**Passage to read:**
-- Opening Marker --
In a LED-type projector, either 1, 2, or 3 LEDs are used. Since LEDs can quickly turn on/off, the control electronics will turn on a single color, the DLP chip will display the appropriate mask-image for that color, and the process is repeated for all colors.

An image I found that explains the optic path 
The above image is NOT a picture of my DLP device, but serves to show the portions of the optic path. My optic path is a little different, but has very similar elements. 

Light from LEDs shine through collumnating optics. Dichroic mirrors ( reflect a specific frequency of light through a fish-eye lens, reflect on a right angle, then pass through the DLP portion and out the projection lens.

I knew that the dichroic mirrors were going to be a problem. They only allows a very narrow bandwidth of light through. 

I went ahead and took out the dichroic mirror reflectors and replaced it with a single FSM (Front surface mirror). This essentially blocked off 1 light path, which was alright, because I'm only going to use 1 light path for a UV led.

I've got a bit more to say about this and a few more results, but I'm going to save it for part 2.
Stay tuned.


  1. Yeah I know the feeling of buying something brand new just to take it apart and possible destroy it. Nerve racking!

    Nice hacking so far.

    Haven't had a chance to touch mine due to needing to tend to other matters.

  2. I'll be following your progress very attentively since I'll try to do the same.
    Thanks for posting this.
    Ricardo Mendonca

  3. I wanted to do this hack with a small projector, but there were a lot of uncertainties I wasn't sure about. Now that you have explained and shown the general setup on the inside of this device, I think things are looking up. It would be great if you could post more pics of the projector, how the module with the lens and L bracket is positioned in the projector main case, and close up pics of the L bracket with the leds, where letters can be visible seen on the circuit. Four wires to each led though!? makes me wish I had this project to look at and test!

    I must congratulate you, and thank you for the great work you've done, with DLP 3D printing software, I am one of them that was struggling to find a software with such capabilities. I wish I could design software like this! Great work!!!

  4. I'm looking forward to part 2!
-- Closing Marker --
**Entries supplied:**
-- Opening Marker --
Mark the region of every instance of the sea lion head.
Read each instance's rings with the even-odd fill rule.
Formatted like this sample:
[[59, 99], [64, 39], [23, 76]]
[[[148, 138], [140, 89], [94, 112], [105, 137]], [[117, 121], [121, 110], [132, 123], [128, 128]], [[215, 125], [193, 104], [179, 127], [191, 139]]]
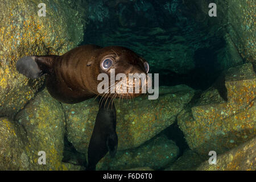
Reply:
[[[96, 73], [108, 75], [109, 82], [108, 87], [106, 89], [104, 88], [108, 93], [99, 93], [97, 90], [97, 94], [110, 98], [126, 98], [141, 94], [143, 86], [146, 86], [149, 80], [147, 77], [149, 71], [148, 63], [133, 51], [123, 47], [109, 46], [98, 51], [100, 53], [95, 57], [97, 63], [94, 66], [97, 67], [95, 68], [97, 70]], [[115, 80], [117, 80], [114, 81], [114, 86], [113, 86], [113, 82], [110, 82], [111, 75], [113, 75], [111, 72], [113, 73], [113, 71]], [[129, 75], [133, 77], [129, 79]], [[98, 84], [102, 81], [97, 81]], [[114, 93], [112, 92], [113, 90]]]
-- Closing Marker --
**Task list:**
#1 In the DLP projector post, what did the author put in place of the dichroic mirror reflectors?
#2 Reproduce everything in the DLP projector post from "3. I wanted" down to "this! Great work!!!".
#3 Carry on the DLP projector post from the point where it ends.

**Answers for the exercise:**
#1 A single front surface mirror (FSM).

#2
3. I wanted to do this hack with a small projector, but there were a lot of uncertainties I wasn't sure about. Now that you have explained and shown the general setup on the inside of this device, I think things are looking up. It would be great if you could post more pics of the projector, how the module with the lens and L bracket is positioned in the projector main case, and close up pics of the L bracket with the leds, where letters can be visible seen on the circuit. Four wires to each led though!? makes me wish I had this project to look at and test!

    I must congratulate you, and thank you for the great work you've done, with DLP 3D printing software, I am one of them that was struggling to find a software with such capabilities. I wish I could design software like this! Great work!!!

#3
  5. Thanks for the kind words everyone. Hopefully, I'll make all the mistakes so you won't have to make them yourself. I actually used the ~150$ I got in donations from CW 12 towards the purchase of the pico-projector. I've already made a bit more progress on the pico-projector displaying images using a UV LED and a UV Laser. I'm trying at this point to columnate the light better through some make-shift optics to boost the brightness. In another future post, I'm going to also go over using UV Laser and Galvos (currently on order from Ebay/China) along with the projection mathematics and Arduino control.

    1. Hello PacManFan
      I am still looking for an Ac power adapter hack for my aaxa Model P1-J because the 80 min battery is so frustrating. Can you help me or send me a link.I can't be the only person that needs this.

  6. I just got back from the Brookstone outlets with a DLP pico-projector (only $170). Took it apart and removed the RED LED. Turns out the following UV LED from mouser has the same solder footprint and size LZ1-00UA00-U4, looks like the built in glass lens matches too (dimension wise), but we shall see. When I install it and play with it curing resin ill let you know how it works out. I'm very interested to see how your experiments turn out too.

    1. How did things go with the mouser LED? Any success?

    2. Hi Dan, I am also trying to replace the RED led in a DLP pico-projector with a UV LED (very similar to yours, except that the power is bit lower). After soldering, I can turn on the UV led, but I wasn't able to get any thing out from the projector? Do you have similar problems? Thanks.

  7. A lot of the time cheap projectors can be found on e-bay as "Faulty", usually the problem is mechanical such as broken power/video connector or stuffed battery.
    Another alternative source is 3M "iphone projector sleeves" as these are now redundant due to not supporting the 5 and 5S.